PROVIDED INFORMATION ▸
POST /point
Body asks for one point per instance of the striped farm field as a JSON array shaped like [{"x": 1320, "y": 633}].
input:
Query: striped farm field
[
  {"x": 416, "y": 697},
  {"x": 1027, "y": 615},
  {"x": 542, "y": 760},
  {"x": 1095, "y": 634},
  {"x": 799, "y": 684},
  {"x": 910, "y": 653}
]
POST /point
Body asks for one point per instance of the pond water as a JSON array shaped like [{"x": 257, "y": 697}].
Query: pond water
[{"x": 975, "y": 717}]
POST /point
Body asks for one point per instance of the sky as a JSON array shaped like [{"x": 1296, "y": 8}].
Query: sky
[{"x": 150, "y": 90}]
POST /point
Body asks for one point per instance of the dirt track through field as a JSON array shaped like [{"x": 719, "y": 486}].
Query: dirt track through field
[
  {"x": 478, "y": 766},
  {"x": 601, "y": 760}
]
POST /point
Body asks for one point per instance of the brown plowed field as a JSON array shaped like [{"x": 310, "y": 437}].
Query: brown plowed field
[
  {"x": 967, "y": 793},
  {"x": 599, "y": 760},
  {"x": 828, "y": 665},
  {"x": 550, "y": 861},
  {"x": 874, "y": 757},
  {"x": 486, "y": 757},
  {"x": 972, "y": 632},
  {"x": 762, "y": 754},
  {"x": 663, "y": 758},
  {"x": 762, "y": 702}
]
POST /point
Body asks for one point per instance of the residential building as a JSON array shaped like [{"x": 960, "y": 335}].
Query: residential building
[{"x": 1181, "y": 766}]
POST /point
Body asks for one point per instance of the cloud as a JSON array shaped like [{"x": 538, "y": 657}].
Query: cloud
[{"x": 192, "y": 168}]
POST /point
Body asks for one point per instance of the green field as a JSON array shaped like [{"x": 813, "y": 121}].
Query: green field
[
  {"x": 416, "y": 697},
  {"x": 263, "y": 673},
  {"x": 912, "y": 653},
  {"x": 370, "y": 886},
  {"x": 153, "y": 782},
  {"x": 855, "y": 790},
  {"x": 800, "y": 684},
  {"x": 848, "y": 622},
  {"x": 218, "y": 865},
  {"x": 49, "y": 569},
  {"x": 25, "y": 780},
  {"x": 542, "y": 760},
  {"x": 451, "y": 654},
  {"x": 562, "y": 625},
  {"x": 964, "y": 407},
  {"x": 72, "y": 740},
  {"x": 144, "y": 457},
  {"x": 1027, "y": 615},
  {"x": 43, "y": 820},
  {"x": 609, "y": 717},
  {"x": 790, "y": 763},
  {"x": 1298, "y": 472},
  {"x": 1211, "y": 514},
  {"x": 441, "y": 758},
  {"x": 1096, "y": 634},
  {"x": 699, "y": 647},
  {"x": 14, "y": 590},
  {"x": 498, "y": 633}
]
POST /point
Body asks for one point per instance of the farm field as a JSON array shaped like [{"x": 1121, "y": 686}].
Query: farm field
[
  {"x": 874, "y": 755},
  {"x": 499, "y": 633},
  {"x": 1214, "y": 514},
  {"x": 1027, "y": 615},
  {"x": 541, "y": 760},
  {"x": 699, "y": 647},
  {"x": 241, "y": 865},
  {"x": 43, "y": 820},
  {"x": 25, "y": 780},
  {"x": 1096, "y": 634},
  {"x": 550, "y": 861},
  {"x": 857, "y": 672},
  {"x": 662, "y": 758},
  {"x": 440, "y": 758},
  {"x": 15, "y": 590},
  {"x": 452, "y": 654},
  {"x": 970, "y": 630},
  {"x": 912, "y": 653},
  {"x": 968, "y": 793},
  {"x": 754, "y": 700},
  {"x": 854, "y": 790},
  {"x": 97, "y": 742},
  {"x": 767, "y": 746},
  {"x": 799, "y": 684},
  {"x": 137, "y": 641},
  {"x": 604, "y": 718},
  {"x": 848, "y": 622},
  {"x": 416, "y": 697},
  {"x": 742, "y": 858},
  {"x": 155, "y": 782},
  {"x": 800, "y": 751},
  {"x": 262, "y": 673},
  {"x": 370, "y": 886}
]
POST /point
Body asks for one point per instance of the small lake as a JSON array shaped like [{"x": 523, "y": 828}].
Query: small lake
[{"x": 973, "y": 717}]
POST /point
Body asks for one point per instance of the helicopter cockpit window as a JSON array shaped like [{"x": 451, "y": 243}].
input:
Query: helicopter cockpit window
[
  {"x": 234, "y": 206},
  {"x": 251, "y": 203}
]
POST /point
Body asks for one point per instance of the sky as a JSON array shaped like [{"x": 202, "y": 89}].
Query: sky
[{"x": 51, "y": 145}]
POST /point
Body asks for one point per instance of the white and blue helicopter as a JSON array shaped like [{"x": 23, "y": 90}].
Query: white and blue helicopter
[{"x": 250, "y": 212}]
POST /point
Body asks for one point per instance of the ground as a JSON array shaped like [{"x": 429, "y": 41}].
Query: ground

TO BE DONE ▸ State how many lines of the data above contain the string "farm", treating uppercase and lowercase as distinct. Reply with the number only.

FINAL ANSWER ▸ 4